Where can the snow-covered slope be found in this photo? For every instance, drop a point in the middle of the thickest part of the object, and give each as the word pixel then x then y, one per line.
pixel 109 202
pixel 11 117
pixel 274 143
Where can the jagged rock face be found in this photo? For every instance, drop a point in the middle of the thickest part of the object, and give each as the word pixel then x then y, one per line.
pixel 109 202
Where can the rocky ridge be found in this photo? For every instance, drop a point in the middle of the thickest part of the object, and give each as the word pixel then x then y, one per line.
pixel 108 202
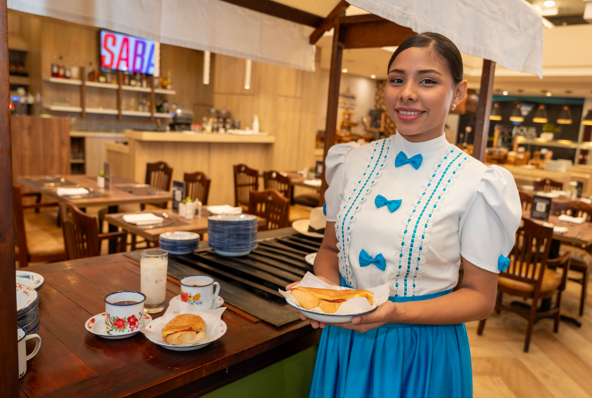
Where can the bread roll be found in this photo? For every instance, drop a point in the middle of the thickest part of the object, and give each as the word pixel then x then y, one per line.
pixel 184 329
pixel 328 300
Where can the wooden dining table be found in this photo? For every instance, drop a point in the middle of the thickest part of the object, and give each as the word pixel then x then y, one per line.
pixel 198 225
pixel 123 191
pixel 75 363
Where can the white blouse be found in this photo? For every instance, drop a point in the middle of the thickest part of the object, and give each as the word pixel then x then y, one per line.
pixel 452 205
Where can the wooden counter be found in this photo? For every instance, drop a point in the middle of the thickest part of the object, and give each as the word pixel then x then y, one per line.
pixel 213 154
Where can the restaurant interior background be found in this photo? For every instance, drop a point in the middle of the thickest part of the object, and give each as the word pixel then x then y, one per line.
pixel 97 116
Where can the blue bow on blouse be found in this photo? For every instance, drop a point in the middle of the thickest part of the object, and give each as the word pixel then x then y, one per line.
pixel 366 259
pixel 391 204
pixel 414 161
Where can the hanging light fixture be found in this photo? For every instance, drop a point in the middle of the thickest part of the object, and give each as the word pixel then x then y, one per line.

|---|

(Instructions for the task):
Arrange all of the lines above as a numbered list, leaving out any blank lines. Leave the picture out of your answer.

(Answer to the problem):
1. Where can the snow-covered slope be found in this photo? For every instance, drop a point in the middle of the thickest part of the object, and give each as the word pixel then x then y, one per line.
2. pixel 109 202
3. pixel 11 117
4. pixel 274 143
5. Where can the jagged rock face be found in this photo? For every instance, drop a point in the middle of the thickest part of the object, and give each as the word pixel then x then y, one per line.
6. pixel 109 202
7. Where can the rocky ridge be found in this photo? For every instance, drop a point in the middle of the thickest part of the object, and give each as the word pixel then x then y, one per line.
8. pixel 108 202
9. Where can the bread roll be found in this photo? For every instance, drop a point in the middle of the thickest part of the object, and give each as the word pixel then x then y, one per line.
10. pixel 184 329
11. pixel 328 300
12. Where can the wooden dining table be found in this photo? For every instance, drop a point in the middle of the thickest part of the object, and give each as the word pixel then x then y, one per line.
13. pixel 198 225
14. pixel 123 191
15. pixel 75 363
16. Where can the white blouse be found in this photo? For every instance, drop a point in the middle of the thickest part of the object, and give each as the word pixel then x then y, one per line.
17. pixel 452 205
18. Where can the wooden counter be found in this photo? For every instance, drop a point in the middle of the thickest part of the object, and give each as the word pixel then x then y, one per line.
19. pixel 213 154
20. Where can the restaurant interior background be found in this photo? For every instance, drop a point in the middle of the thickest part of the object, and give each as the word pixel then x then y, one per line.
21. pixel 97 116
22. Where can the blue bow on blouse be found in this photo? For every instance, drop a point in the middle of the thickest part of the object, and give each as the word pixel then x then y, one per line.
23. pixel 366 259
24. pixel 391 204
25. pixel 414 161
26. Where can the hanging light fixture be found in this photo? For every instance, drop a point in the middle of the thickest part of the object, and give each as the word pixel then x then y, one per line.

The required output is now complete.